Source excerpt
The amazing predictive power of conditional probability in Bayes Nets
This article explains how Bayes Nets gain remarkable predictive power by their use of conditional probability. This adds to several other salient strengths, making them a preeminent method for prediction and understanding variables’ effects.
By Steven M. Struhl, ConvergeAnalytic.
Using conditional probability gives Bayes Nets strong analytical advantages over traditional regression-based models. This adds to several advantages we discussed in an earlier article. These include:
- All variables interconnecting. Any change in one variable takes into account how that variable relates to all others. This is a basic property of networks. In regressions, any change assumes that all other variables remain constant. That works perfectly with a controlled experiment, but rarely so in real life, where we find many subtle connections.
- A whole-distribution view of data. The entire distribution of variables’ values enters the analysis. All regression-based models rely on correlations. A correlation is a one-number summary of how well two variables align in a straight line.
- Ability to handle many variables. Working Bayes Nets with over 2000 variables have been reported in scientific articles. These provide accurate predictions and readings of effects. This differs from regression, where the apparent effects of variables shrink as more are added to the model. In fact, in regression, the coefficient or effect of any given variable in a model may be influenced more by the presence of other variables in the model than any underlying relationship with the target or dependent variable.
But what is conditional probability and what makes it different? In short, conditional probability means that the effects of one variable depend on, of flow from, the distribution of another variable (or others). The complete state of one variable determines how another acts. This likely sounds opaque, so let’s see how this works.
This is a small example of conditional probability that you can see in more detail in Practical Text Analytics (Struhl, 2015). The initial problem come from the work of Kahneman and Tversky (1982).
The taxicab problem
Suppose there is a city with just yellow and white cabs. Some 85% of the cabs are yellow, and the rest white. An accident occurs and a witness says the cab is white. He proves to be 80% correct at identifying each color cab. If he says the cab is white, what are the odds the cab truly is white?

Work to do
[1] In the Bayes Nets article, how many variables have working Bayes Nets reportedly handled in scientific articles?
[2] Write the next part of the Bayes Nets article, picking up right after its final sentence.

Data lines
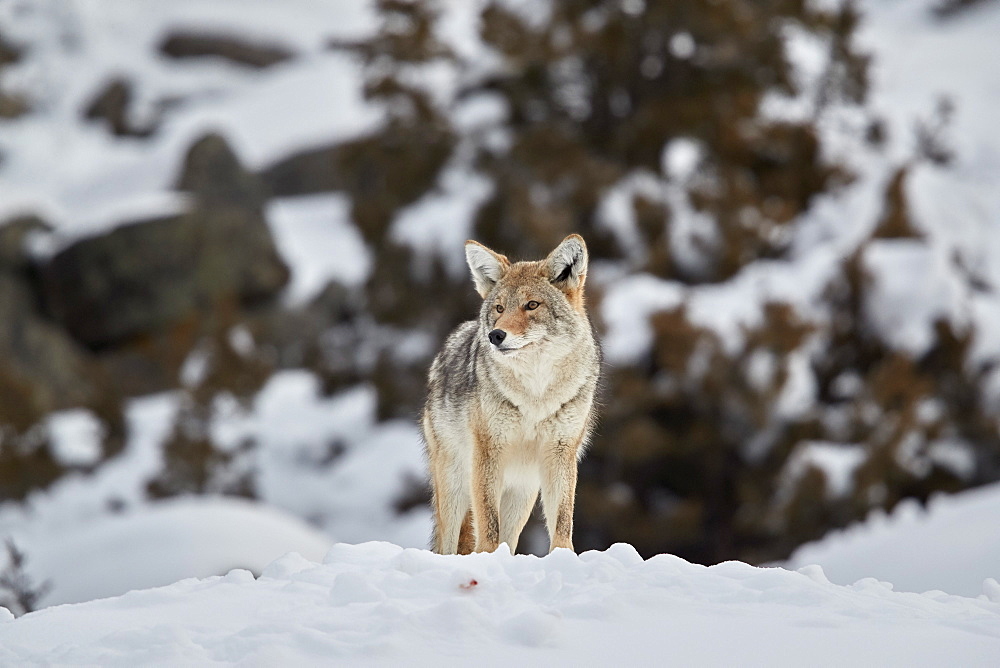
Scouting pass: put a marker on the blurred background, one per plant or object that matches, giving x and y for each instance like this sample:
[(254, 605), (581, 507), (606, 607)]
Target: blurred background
[(231, 243)]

Per-task outputs
[1] Over 2000 variables.

[2]
Most people guess either 12% or 80%. Some try a cleverer-seeming approach, and say 80% times 80%, or 64%. But all these answers are quite wrong.
Bayes Nets immediately see the correct answer. It is—hold on—41.4%.
How can nearly all of us be so wrong—and how can Bayes Nets solve this easily? To show how this works, we will need to make our own tiny network.
While networks can self-assemble from patterns in the data, we also can make them by hand to solve specific problems. This network is as small as possible, linking two variables: the color of the cab, and what the witness reports as the color. Each variable is called a node.
Making our own network
We understand that the witness’ report of the cab’s color depends on its actual color, so we will draw a small network with the color of the cab leading to what the witness says, as you see in Figure 1. You must always have a direction between variables in a network, with the arrow pointing toward the variable that depends on the other or others.
This depiction has little meaning until we can see what is inside each node. Each node holds a table numerically representing the situation we described. First, we set up the node showing the odds of a taxicab being each color, which we have called actual cab color. We see this in Figure 2a.
Then we set up the second node showing the odds of the witness being right about each type of cab. We see that in Figure 2b. Whether the color is yellow or white, the witness says the right color 80% of the time, and says the other (wrong) color 20% of the time.
Now what happens when the witness says he saw a white cab? We can manipulate the network diagram in the Bayes Net software. We first change its display so that it shows bar charts representing the probabilities we just defined. We then can tweak the diagram, and move the value of white in the witness node to 100%. This corresponds to the witness saying “white.” We see what happens in Figure 3.
The actual cab color and what the witness says are linked (as we saw in figure 1). Having linkages is a basic quality of a network. If we change the values in one linked node, the other node will change along with it. This happens regardless of which way an arrow points.
The network easily solves what nearly all of us cannot intuit.
This is the underlying math that the network uses. Of 100 cabs, the witness would identify 12 out of 15 white cabs correctly (12 = 15 x 0.80, the level of correct identification). However, of the 100, he would also misidentify 17 yellow cabs as white (17 = 85 X 0.20, the level of misidentification). That is, the witness saying the cab was white would identify 29 cabs out of 100 as white. But of those, only 12 would truly be white.
The odds therefore would be 12/29—or 41.4%. This answer appears in the changed network diagram to the right in Figure 3.
These odds are conditional upon the percentage of white and yellow cabs (in the “actual cab color” node). If 90% of the cabs were yellow (and our hapless witness still 80% correct about each color), the odds he was right about calling a cab white would go still lower. He would then correctly identify 8 out of 26 as white, or 30.7%.
Conditional probability is what makes Bayesian networks Bayesian. That is, what happens in one node is conditional upon, or dependent upon, conditions in another node. This way of approaching problems has tremendous analytical power.
Still it is not intuitive, and may even take a couple of readings when laid out step by step. Such is conditional probability. To paraphrase one expert, these networks lead to remarkable results—but they are hard to understand, for the novice and the experienced user alike (Yudkowsky, 2006). Now, let’s all take a deep breath.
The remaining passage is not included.